Report how many lines of the material below contain the string "racing", counting only matches in the same letter case, and give the number alone.

begin

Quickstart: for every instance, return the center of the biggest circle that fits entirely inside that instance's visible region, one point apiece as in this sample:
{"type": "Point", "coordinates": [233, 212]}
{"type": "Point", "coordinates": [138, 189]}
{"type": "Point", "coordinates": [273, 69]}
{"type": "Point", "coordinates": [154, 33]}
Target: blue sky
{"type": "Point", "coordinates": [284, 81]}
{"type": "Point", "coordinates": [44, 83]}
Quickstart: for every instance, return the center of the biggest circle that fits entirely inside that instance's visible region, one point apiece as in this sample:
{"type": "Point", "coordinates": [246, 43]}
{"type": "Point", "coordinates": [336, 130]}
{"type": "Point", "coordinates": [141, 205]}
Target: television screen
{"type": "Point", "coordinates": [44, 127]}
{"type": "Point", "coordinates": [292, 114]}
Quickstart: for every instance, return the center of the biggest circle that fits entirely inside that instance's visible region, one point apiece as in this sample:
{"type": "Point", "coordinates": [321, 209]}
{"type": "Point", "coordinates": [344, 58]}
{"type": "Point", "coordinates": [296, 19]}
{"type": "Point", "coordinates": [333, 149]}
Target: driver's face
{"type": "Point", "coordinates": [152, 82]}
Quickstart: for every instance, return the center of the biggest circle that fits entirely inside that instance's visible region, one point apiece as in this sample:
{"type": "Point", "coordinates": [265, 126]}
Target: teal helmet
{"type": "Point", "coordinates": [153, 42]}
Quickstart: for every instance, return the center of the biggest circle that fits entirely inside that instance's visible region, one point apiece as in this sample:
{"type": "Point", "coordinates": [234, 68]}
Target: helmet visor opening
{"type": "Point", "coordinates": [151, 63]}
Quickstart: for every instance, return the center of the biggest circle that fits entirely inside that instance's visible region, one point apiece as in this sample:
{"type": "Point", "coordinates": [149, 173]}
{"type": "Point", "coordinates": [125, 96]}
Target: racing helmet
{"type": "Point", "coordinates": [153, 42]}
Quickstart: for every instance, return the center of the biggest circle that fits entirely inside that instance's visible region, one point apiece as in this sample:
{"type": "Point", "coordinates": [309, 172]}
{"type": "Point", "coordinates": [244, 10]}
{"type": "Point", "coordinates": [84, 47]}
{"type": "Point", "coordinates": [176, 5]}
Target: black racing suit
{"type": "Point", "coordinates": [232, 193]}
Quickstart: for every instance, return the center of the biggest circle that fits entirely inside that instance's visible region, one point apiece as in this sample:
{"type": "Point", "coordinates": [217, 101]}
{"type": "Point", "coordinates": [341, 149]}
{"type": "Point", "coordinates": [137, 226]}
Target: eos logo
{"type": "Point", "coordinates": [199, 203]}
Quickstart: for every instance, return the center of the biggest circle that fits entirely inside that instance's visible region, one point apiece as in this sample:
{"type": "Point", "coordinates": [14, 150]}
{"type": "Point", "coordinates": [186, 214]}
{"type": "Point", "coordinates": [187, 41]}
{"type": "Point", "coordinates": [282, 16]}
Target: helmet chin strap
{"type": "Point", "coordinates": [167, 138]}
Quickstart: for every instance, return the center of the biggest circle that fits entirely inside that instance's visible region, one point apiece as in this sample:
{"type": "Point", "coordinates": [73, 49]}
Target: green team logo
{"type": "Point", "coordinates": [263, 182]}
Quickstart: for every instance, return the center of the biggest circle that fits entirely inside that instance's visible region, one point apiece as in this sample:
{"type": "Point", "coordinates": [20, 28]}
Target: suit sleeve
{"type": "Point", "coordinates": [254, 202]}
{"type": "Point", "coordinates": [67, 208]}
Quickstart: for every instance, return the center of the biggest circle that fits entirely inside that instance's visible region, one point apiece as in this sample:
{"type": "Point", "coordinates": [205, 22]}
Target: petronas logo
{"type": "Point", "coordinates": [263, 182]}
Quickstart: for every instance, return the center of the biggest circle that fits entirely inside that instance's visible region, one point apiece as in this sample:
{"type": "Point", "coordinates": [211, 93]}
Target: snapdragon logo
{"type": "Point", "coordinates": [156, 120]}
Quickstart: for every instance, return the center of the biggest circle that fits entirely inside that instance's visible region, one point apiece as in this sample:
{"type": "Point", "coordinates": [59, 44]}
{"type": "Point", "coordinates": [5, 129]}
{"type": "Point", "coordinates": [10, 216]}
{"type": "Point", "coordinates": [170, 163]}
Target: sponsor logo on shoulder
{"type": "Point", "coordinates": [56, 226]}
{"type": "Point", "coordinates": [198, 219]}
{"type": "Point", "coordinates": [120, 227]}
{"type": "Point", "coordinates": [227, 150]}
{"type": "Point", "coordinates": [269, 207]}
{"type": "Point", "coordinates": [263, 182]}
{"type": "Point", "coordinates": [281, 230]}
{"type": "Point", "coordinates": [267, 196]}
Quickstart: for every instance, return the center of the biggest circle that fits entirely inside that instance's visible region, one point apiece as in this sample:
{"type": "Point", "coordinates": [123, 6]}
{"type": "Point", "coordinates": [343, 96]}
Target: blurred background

end

● Answer to the exercise:
2